== Bloc de texte ==

Quasi mystique, le sélectionneur Claude Onesta développe (attention, c’est long, mais tout à fait passionnant) :
« A ce moment-là, personnellement, j’en avais plus perdu que gagné. Donc on n’en était pas encore à faire de la philosophie, on essayait de survivre à chaque compétition. Et après cette compétition, avec les problèmes d’arbitrage, c’était la première fois que je ne me faisais pas assassiner en sortant, les gens nous plaignaient presque car on était victimes d’une injustice. Passés deux ou trois jours, j’ai compris le piège : si vous arrivez à suffisamment bien expliquer vos défaites, vous les faites passer inaperçues. On aurait pu se contenter de la pitié que les gens nous envoyaient : " Les pauvres ! l’injustice ! En plus contre ces salauds d’Allemands ! ". Mais j’ai immédiatement demandé à mon staff de remettre tout en chantier car le seul truc sur lequel on peut agir c’est le jeu, la gestion. Ça, ça nous appartient. L’arbitrage, les délégués, le public, on n’aura jamais de prise dessus : on a perdu et on a pas su gérer des éléments qui étaient à proximité de nous. Alors c’est pas la peine de se réfugier là-dedans. Notre travail, c’est de faire en sorte que si notre jeu s’améliore et que notre équipe s’améliore, un jour elle le sera suffisamment pour ne plus subir ces environnements négatifs. Le fameux " On apprend de ses erreurs ", bah ce jour-là on a vraiment commencé à bien apprendre. »

===

● Consigne: Résumez le texte en deux phrases. Appuyez-vous uniquement sur le texte.

== Données extraites ==

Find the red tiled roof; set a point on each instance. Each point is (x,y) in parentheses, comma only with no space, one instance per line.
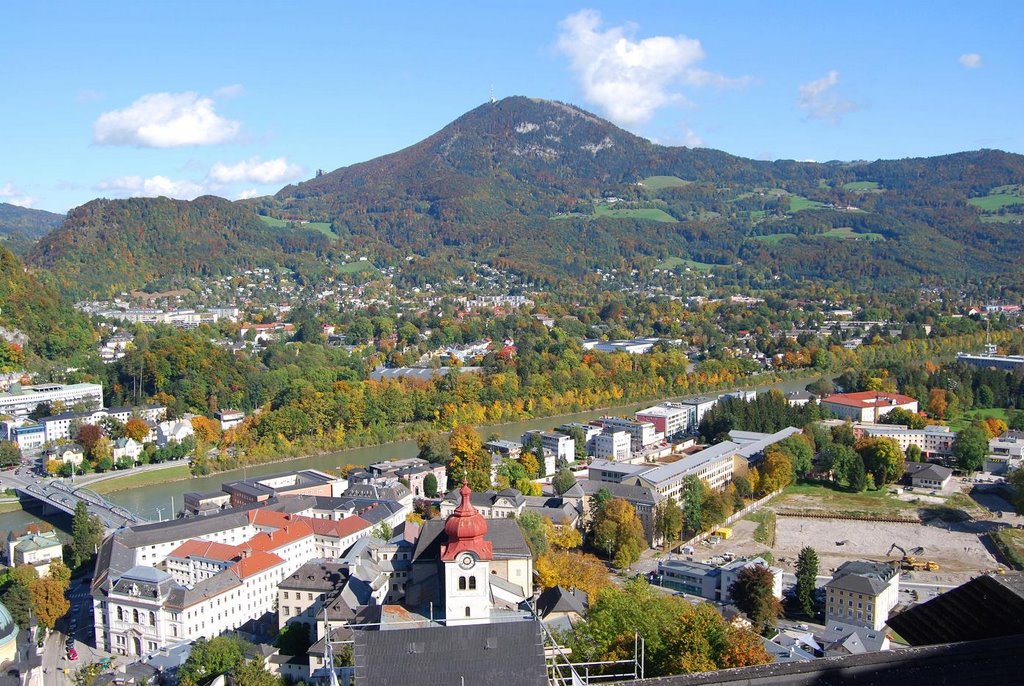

===
== Données extraites ==

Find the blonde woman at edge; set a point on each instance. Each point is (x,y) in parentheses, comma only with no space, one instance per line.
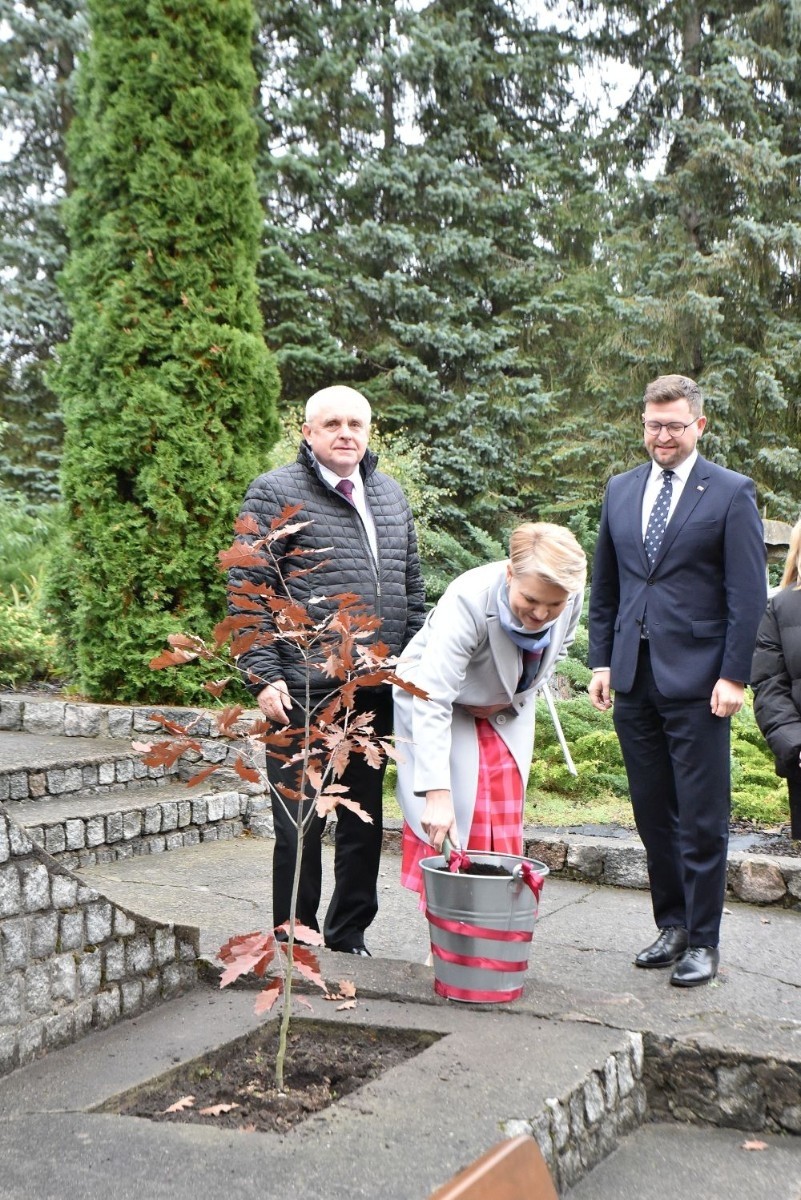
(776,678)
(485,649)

===
== Données extraites ==

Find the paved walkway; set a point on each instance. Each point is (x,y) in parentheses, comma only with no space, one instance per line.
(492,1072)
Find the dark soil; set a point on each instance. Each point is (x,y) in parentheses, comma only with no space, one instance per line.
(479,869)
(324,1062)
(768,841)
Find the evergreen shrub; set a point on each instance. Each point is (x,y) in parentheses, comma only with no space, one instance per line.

===

● Réponse: Le sélectionneur Claude Onesta raconte qu'après une compétition perdue avec des problèmes d'arbitrage, les gens plaignaient presque son équipe, et qu'il a compris le piège qui consiste à si bien expliquer ses défaites qu'elles passent inaperçues. Il a donc demandé à son staff de tout remettre en chantier, car seuls le jeu et la gestion dépendent de l'équipe, et c'est ce jour-là qu'elle a vraiment commencé à apprendre de ses erreurs.